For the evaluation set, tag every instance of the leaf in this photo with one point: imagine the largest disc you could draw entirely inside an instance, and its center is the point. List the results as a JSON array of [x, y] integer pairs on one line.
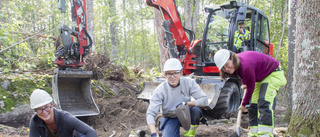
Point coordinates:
[[6, 70]]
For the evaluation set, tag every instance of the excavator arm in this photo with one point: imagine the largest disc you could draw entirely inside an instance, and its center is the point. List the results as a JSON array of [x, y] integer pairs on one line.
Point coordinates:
[[75, 40], [71, 84], [180, 46]]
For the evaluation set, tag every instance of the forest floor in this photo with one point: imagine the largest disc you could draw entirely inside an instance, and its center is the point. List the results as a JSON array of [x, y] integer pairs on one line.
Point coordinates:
[[124, 115]]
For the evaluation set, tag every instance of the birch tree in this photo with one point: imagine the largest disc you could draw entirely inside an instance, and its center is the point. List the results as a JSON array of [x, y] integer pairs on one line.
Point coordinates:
[[291, 47], [306, 110]]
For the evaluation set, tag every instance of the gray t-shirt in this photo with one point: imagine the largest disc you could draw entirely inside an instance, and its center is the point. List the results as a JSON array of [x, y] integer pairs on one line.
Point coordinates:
[[168, 97]]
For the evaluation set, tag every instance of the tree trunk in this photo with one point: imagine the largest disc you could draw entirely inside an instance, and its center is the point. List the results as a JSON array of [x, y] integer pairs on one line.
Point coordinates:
[[306, 110], [291, 47], [90, 24], [284, 23], [191, 13], [113, 30], [160, 36]]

- [EXERCISE OBJECTIVE]:
Please render all the lines above as a two-column CSV with the header text,answer. Give one row for each line and its point coordinates, with every field in double quotes, line breaks turned into spaces, and the pictures left out.

- [COMPLETED EXERCISE]:
text,answer
"For the evaluation set, tag every instance of the leaf in this photo with one point: imagine the largest disc you could draw entirely inside an instance, and its center is the point. List the results as a JSON array of [x, y] integer pairs on one line. Point coordinates:","[[6, 70]]"
"For the evaluation set, tag every instance of the excavator arm in this photo with one point: imagine the largest disc you could draw entirely inside an instance, and its center is the point. List the results as a JSON array of [x, y] integer pairs on one line. Point coordinates:","[[75, 40], [71, 84], [180, 46]]"
"For the evaluation set, tag every instance of the forest floor in this photo with one point: imagine the largest disc you could draw entirely inside an instance, and its center is the point. List the results as a JSON array of [x, y] integer pairs on one line. Point coordinates:","[[124, 115]]"
"For the evaluation set, tag every instance of the birch tree in this photo with one point: imagine the largest disc you could draw entirely inside an instance, and its center is the point. List the results as a JSON array of [x, y] integer pairs on one line. Point coordinates:","[[291, 47], [306, 110]]"
"For the evaluation set, tag every instance of the gray t-shirt in this photo with one point: imagine the largest disc you could draw entirely inside an instance, and its center is the point. List the results as a JSON array of [x, y] integer pairs on one line. Point coordinates:","[[168, 97]]"
"For the evaluation set, tag every instance of the tree trunk in this photo with one point: imagine the largest disc you could draw entirely inside an instance, and its center is the point. List the results as a JSON array of [x, y] integer pairs on one line. Point coordinates:","[[306, 110], [291, 47], [90, 24], [284, 23], [191, 13], [113, 30], [160, 36]]"